Consigne donnée a: Dans l'extrait sur la crise du politique, quelle expression Jacques Derrida a-t-il privilégiée dans Voyous ?

######

4. Crise de la démocratie, du politique comme tel.

Si, en son principe, le politique est national, territorial, localisé, qu'arrive-t-il quand des distinctions usuelles comme proche / lointain, familier / étranger, particulier / communautaire, etc., ne tiennent plus ensemble, quand la possibilité de la communauté succombe à la déliaison? D'un côté, le concept même du politique se déconstruit, selon la formulation derridienne, mais d'un autre côté, il est impossible d'en faire son deuil, on ne peut que le pleurer. D'un côté, nous restons hantés par ce concept, nous tentons de repenser ce lieu introuvable, mais d'un autre côté, il est devenu impensable, comme une bouche béante, sans voix. Faut-il conserver ce mot ou en trouver un autre? Dans sa propre recherche, Jacques Derrida a privilégié une expression comme démocratie à venir (dans Voyous), ou ce qu'il a appelé une politique de l'amitié, mais cela ne clôt pas le débat. C'est un devoir politique de faire surgir d'autres mots, encore inconnus.

######

Consigne donnée b: Recopiez à l'identique l'ensemble des enregistrements qui suivent.

Données brutes:
######

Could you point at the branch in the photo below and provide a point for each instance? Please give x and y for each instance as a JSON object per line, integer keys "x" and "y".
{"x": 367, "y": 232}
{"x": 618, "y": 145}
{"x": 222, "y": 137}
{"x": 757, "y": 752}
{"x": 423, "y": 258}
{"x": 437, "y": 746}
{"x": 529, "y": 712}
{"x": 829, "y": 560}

######

Réponse finale a: Démocratie à venir.

Réponse finale b:
Could you point at the branch in the photo below and provide a point for each instance? Please give x and y for each instance as a JSON object per line, integer keys "x" and "y".
{"x": 367, "y": 232}
{"x": 618, "y": 145}
{"x": 222, "y": 137}
{"x": 757, "y": 752}
{"x": 423, "y": 258}
{"x": 437, "y": 746}
{"x": 529, "y": 712}
{"x": 829, "y": 560}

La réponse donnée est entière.